- **GIVEN TASK**: Rewrite the records below, replacing every "in the scene" with "in the frame" and keeping everything else the same.

- **Rows from a dataset for labeling boxes**:
::::::::::
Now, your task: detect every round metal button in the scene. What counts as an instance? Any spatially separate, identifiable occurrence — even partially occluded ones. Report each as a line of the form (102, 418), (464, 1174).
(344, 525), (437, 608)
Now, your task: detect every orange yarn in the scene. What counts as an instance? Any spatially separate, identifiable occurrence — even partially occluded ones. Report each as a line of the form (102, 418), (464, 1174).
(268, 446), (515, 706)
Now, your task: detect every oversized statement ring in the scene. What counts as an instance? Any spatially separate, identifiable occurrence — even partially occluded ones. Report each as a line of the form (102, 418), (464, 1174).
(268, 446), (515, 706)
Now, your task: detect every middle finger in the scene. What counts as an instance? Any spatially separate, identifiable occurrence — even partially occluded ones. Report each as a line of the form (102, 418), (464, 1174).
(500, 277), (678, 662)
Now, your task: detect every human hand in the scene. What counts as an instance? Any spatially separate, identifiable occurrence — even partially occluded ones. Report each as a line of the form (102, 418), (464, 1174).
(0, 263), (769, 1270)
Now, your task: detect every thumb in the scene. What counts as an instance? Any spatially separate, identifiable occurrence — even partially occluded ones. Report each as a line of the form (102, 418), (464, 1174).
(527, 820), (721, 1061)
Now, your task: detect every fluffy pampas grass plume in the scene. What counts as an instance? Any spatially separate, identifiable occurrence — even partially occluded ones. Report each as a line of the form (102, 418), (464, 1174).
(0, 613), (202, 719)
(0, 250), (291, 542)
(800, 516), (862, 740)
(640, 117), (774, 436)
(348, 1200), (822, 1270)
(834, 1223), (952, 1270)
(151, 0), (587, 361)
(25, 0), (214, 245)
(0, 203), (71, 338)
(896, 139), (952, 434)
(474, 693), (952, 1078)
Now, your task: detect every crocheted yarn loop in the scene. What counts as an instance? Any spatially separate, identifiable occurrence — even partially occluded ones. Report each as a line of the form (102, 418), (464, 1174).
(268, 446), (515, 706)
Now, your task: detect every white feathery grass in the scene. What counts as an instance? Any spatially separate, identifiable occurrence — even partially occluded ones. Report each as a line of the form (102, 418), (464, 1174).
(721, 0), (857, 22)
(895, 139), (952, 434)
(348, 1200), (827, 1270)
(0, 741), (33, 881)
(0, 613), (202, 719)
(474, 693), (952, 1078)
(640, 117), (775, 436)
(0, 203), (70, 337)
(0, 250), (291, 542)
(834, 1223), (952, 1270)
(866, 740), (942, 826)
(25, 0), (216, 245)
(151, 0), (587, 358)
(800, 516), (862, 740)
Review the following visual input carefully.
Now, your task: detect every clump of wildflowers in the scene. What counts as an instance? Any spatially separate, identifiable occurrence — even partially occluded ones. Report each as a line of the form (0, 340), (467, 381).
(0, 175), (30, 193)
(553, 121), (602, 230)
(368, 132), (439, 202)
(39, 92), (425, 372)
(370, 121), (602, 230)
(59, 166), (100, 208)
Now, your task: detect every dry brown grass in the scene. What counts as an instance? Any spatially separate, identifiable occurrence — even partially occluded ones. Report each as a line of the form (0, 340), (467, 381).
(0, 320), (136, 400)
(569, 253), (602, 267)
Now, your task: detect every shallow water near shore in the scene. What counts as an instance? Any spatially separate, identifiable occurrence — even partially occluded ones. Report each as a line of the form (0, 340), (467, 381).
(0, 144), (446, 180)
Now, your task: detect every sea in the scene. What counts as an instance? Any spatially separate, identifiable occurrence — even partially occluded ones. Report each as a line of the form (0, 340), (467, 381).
::::::::::
- **ANSWER TO THE TASK**:
Now, your task: detect every round metal button in the frame. What counts as an instance? Any spatially separate, identifiable occurrence — even partially occluded ones. Report each as a line of the form (102, 418), (464, 1174).
(344, 525), (437, 608)
Now, your task: detect every orange yarn in the frame. What counts as an instance? Any spatially separate, identifiable occurrence — even partially occluded ones. Report each as a line of the form (102, 418), (464, 1174).
(268, 446), (515, 706)
Now, your task: detect every oversized statement ring in the frame. What counts as an instance? Any spatially separate, identifiable occurrence — even partially occluded ones. Report each as a line of the form (102, 418), (464, 1174).
(268, 446), (515, 706)
Now, your task: detect every middle finger in the frame. What counts as an instance? Any spatially separate, identifiable occurrence — even partially occluded ones. Report each as a line of the form (102, 418), (464, 1174).
(500, 277), (678, 662)
Now, your task: detect every human hand in the frame. What counts as an instance? Any spatially separate, identifiable occurrence — even partially occluded ones. Report each as a line of the form (102, 418), (464, 1174).
(0, 263), (769, 1270)
Now, your task: detect every thumb in the frame. What counts as an instance? Any spatially separate, identifiable occurrence — even partially occluded ones. Report each as a line of the form (102, 418), (464, 1174).
(527, 820), (721, 1061)
Now, your task: detect every fluffy pampas grass plume in the frame. What counts as an instance? Any spatially separate, identifiable occurrence — even partially occluded ones. Report each as a line of the form (102, 418), (464, 1174).
(0, 613), (202, 719)
(0, 250), (291, 542)
(800, 516), (862, 740)
(640, 117), (774, 436)
(348, 1200), (822, 1270)
(834, 1223), (952, 1270)
(151, 0), (587, 361)
(25, 0), (214, 245)
(0, 203), (71, 338)
(896, 139), (952, 434)
(474, 693), (952, 1078)
Now, your task: detect every crocheted yarn loop in the frame. What counts as an instance? Any spatially separate, identifiable occurrence — even partially occluded ones. Report each as a line of the form (102, 418), (464, 1174).
(268, 446), (515, 706)
Now, your task: detect every white feathery grass in the frame. What counts as an instance? Any spatially separate, identifiable occurrence — even partially occluded ones. Report each as a line of the form (102, 418), (464, 1174).
(721, 0), (857, 22)
(895, 139), (952, 434)
(348, 1200), (827, 1270)
(0, 741), (33, 881)
(0, 613), (202, 719)
(474, 693), (952, 1078)
(640, 117), (775, 436)
(0, 203), (70, 337)
(0, 250), (291, 542)
(834, 1223), (952, 1270)
(866, 740), (942, 826)
(25, 0), (216, 245)
(151, 0), (587, 358)
(800, 516), (862, 740)
Review the following visual input carefully.
Now, your task: detect every clump of wildflowers in the frame. What counts as an instance? Any spatially separate, identifiable occurrence — even partially occluded ones. Report each as a line of the form (0, 340), (467, 381).
(0, 175), (30, 193)
(553, 121), (602, 230)
(368, 132), (439, 202)
(39, 92), (425, 372)
(370, 121), (602, 230)
(59, 166), (100, 208)
Now, your task: detect every dry brown grass in the frame. What counts as an instance? Any spatially separate, identifiable occurrence — even partially occluded ones. Report each as a line of the form (0, 340), (467, 381).
(0, 320), (136, 400)
(569, 253), (602, 267)
Now, your task: detect every shallow water near shore in the frame. What counts as an instance? Any spatially separate, identifiable occurrence — even partially occluded ones. Report each as a line of the form (0, 340), (467, 381).
(0, 144), (446, 180)
Now, your task: detect every sea in the frame. What counts as an instance? Any spatially separate, identifiable occurrence — even partially occluded ones. Report each as a line of the form (0, 340), (467, 381).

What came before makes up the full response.